- _Material to process_
[Start of section]
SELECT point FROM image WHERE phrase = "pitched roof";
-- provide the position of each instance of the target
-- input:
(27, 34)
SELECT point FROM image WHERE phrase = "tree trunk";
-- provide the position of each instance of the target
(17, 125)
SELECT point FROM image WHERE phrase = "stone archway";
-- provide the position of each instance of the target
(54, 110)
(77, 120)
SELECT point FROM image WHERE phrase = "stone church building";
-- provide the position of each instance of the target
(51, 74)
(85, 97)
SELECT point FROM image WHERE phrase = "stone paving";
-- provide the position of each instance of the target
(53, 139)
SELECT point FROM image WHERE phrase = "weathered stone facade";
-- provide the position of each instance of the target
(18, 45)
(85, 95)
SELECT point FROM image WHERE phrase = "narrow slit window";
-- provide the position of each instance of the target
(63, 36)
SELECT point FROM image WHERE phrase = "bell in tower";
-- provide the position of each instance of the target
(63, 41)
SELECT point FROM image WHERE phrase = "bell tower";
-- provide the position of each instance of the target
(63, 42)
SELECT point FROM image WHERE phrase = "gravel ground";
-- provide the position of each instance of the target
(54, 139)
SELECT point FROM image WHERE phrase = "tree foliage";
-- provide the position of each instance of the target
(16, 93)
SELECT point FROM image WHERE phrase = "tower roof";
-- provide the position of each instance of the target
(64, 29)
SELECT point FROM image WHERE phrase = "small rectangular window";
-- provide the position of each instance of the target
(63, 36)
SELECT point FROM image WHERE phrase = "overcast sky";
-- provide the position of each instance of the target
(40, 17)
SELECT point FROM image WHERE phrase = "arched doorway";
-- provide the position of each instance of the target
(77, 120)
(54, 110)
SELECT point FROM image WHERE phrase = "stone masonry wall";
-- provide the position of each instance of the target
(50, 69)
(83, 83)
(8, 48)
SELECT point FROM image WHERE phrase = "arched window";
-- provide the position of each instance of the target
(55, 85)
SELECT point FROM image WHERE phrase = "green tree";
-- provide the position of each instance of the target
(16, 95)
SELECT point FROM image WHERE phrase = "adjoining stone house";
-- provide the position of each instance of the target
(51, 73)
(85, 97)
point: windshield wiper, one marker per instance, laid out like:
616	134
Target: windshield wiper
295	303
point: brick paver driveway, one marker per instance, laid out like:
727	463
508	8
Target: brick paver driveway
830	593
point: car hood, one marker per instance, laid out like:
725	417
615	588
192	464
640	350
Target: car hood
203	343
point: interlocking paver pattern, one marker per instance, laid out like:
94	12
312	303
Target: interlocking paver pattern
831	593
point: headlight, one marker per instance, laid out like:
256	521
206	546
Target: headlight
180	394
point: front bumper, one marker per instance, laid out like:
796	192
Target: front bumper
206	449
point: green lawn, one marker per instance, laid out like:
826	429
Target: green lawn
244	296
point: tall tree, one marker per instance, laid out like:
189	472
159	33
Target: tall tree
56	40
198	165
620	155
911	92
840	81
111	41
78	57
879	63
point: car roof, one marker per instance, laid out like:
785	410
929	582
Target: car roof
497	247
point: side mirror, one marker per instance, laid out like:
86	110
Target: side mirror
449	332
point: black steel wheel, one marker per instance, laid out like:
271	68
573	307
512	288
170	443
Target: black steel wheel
[End of section]
- _Work to be completed_
Every line of the material above must be set down again exactly.

- _Your response_
SELECT point FROM image WHERE phrase = "pitched roof";
-- provide the position of each instance of the target
-- input:
(27, 34)
SELECT point FROM image WHERE phrase = "tree trunk";
-- provide the position of each instance of the target
(17, 125)
SELECT point FROM image WHERE phrase = "stone archway";
-- provide the position of each instance of the target
(54, 110)
(77, 120)
SELECT point FROM image WHERE phrase = "stone church building";
-- provide the position of each instance of the target
(51, 74)
(85, 97)
SELECT point FROM image WHERE phrase = "stone paving";
-- provide the position of each instance of the target
(53, 139)
SELECT point FROM image WHERE phrase = "weathered stone facade";
-- provide the position of each instance of the target
(18, 45)
(85, 95)
SELECT point FROM image WHERE phrase = "narrow slit window";
-- provide the position of each instance of the target
(63, 36)
SELECT point FROM image WHERE phrase = "bell in tower";
-- provide the position of each instance of the target
(63, 41)
SELECT point FROM image WHERE phrase = "bell tower";
-- provide the position of each instance of the target
(63, 42)
SELECT point FROM image WHERE phrase = "gravel ground";
-- provide the position of each instance of the target
(54, 139)
SELECT point FROM image WHERE phrase = "tree foliage";
-- provide the position of each instance of the target
(16, 93)
SELECT point FROM image WHERE phrase = "tower roof";
-- provide the position of each instance of the target
(64, 29)
SELECT point FROM image WHERE phrase = "small rectangular window";
-- provide the position of each instance of the target
(63, 36)
SELECT point FROM image WHERE phrase = "overcast sky";
-- provide the position of each instance of the target
(40, 17)
SELECT point FROM image WHERE phrase = "arched doorway";
-- provide the position of each instance of the target
(77, 120)
(54, 110)
SELECT point FROM image WHERE phrase = "stone masonry wall";
-- provide the position of each instance of the target
(50, 69)
(83, 83)
(8, 48)
SELECT point FROM image WHERE phrase = "arched window";
-- provide the position of each instance of the target
(55, 85)
SELECT point FROM image WHERE phrase = "green tree";
-- provide the position of each instance of the target
(16, 95)
SELECT point FROM image WHERE phrase = "adjoining stone house";
-- provide the position of each instance of the target
(51, 73)
(85, 97)
point: windshield wiper, one marker per instance, laid out like:
616	134
Target: windshield wiper
295	303
point: brick paver driveway, one marker per instance, laid out like:
727	463
508	8
Target: brick paver driveway
830	593
point: car hood, one marker per instance, laid out like:
725	417
615	588
192	464
640	350
Target: car hood
203	343
point: interlocking paver pattern, one marker per instance, laid out like:
94	12
312	303
Target: interlocking paver pattern
831	593
point: headlight, one marker per instance, laid out like:
256	521
206	546
Target: headlight
180	394
point: front bumper, one marker per instance, laid out like:
796	192
Target: front bumper
206	449
point: green lawn, one marker per instance, laid out like:
826	429
Target: green lawn
244	296
point: tall tree, one marker per instance, laid out like:
189	472
159	33
Target: tall tree
56	40
198	165
620	155
911	92
840	81
111	41
78	57
879	63
point: car roof, one marker per instance, laid out like:
785	410
929	582
Target: car roof
497	247
point: side mirror, one marker per instance, laid out like:
86	110
Target: side mirror
449	332
point: black steel wheel, one marker per instance, laid out like:
271	68
573	307
512	288
170	443
Target: black steel wheel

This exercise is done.